(Annotation records)
════
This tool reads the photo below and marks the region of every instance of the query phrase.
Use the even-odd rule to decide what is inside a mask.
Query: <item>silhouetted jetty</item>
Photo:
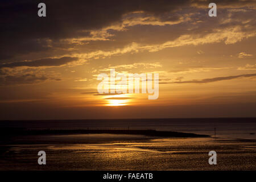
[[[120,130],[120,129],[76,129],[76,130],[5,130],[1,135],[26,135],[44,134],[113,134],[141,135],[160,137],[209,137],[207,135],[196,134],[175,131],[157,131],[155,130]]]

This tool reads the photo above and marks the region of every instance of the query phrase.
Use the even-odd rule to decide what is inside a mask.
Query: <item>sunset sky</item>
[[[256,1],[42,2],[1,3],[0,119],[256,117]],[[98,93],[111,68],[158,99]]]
════
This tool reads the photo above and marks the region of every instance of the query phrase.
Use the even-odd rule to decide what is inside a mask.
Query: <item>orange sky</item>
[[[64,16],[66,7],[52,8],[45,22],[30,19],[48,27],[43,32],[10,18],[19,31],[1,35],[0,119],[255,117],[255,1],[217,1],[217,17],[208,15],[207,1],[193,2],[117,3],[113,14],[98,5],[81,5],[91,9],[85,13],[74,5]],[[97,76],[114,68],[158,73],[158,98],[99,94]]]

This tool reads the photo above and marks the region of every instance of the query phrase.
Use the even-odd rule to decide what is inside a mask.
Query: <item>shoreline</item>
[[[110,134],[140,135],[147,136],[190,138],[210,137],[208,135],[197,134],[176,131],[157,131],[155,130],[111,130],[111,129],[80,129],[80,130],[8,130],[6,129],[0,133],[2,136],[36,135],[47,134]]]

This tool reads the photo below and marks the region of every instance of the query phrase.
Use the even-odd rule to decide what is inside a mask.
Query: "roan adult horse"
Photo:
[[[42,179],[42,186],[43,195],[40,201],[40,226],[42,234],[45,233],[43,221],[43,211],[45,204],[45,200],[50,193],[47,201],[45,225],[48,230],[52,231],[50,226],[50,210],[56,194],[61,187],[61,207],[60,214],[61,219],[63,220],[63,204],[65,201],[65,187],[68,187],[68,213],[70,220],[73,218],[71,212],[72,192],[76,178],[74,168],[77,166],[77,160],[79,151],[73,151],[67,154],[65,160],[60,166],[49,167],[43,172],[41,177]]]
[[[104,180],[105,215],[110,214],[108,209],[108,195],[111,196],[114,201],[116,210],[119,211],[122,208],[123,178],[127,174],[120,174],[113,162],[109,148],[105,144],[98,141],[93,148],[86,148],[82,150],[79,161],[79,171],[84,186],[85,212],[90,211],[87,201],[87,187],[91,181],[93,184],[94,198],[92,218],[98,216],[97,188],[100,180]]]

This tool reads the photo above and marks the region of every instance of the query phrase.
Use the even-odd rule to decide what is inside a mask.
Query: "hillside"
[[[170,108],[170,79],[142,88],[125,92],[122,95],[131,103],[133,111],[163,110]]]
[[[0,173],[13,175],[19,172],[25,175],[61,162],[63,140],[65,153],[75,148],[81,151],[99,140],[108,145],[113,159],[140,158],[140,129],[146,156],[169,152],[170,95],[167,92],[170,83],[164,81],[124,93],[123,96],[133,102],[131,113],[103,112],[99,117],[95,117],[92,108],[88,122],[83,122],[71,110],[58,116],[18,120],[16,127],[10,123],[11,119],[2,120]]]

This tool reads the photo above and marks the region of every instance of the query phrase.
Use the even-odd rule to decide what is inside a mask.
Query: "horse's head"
════
How many lines in the entries above contain the string "item"? Case matters, and the reply should be only the number.

## Worked answer
4